• Task goal
Please convert the records below into a two-column CSV with the header "prompt" and "response", one row per record. Put each record's text and its answer in their own quoted field, replacing line breaks with spaces.

'''

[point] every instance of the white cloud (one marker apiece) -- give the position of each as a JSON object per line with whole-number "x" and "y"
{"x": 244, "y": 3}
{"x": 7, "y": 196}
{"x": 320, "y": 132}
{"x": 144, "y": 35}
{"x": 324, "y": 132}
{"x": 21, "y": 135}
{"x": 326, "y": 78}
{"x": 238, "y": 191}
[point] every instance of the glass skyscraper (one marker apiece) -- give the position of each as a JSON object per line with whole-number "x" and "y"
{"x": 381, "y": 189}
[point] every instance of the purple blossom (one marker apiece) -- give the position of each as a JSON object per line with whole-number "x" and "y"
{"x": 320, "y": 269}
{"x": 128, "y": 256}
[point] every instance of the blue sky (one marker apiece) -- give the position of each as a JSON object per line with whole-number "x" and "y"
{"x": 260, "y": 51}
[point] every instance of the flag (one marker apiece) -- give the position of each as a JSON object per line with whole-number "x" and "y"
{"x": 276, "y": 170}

'''

• Full output
prompt,response
"[point] every instance of the white cloud (one marker apiece) -- give the position of each as a JSON object per line with whole-number ""x"" and ""y""","{""x"": 244, ""y"": 3} {""x"": 7, ""y"": 196} {""x"": 320, ""y"": 132} {""x"": 144, ""y"": 35} {""x"": 324, ""y"": 132} {""x"": 21, ""y"": 135} {""x"": 326, ""y"": 78} {""x"": 238, ""y"": 191}"
"[point] every instance of the glass skyscraper (one marker apiece) -- give the position of each as a JSON object per line with whole-number ""x"" and ""y""","{""x"": 381, ""y"": 189}"
"[point] every instance of the purple blossom (one marker apiece) -- give the position of each as a JSON object per line with whole-number ""x"" and ""y""","{""x"": 320, ""y"": 269} {""x"": 128, ""y"": 256}"
"[point] every instance of the blue sky (one marker apiece) -- give the position of each as a JSON object per line with whole-number ""x"" and ""y""","{""x"": 260, ""y"": 51}"
"[point] every instance of the flag (one marker apiece) -- give the position of each as a JSON object per line with whole-number ""x"" and ""y""","{""x"": 276, ""y"": 170}"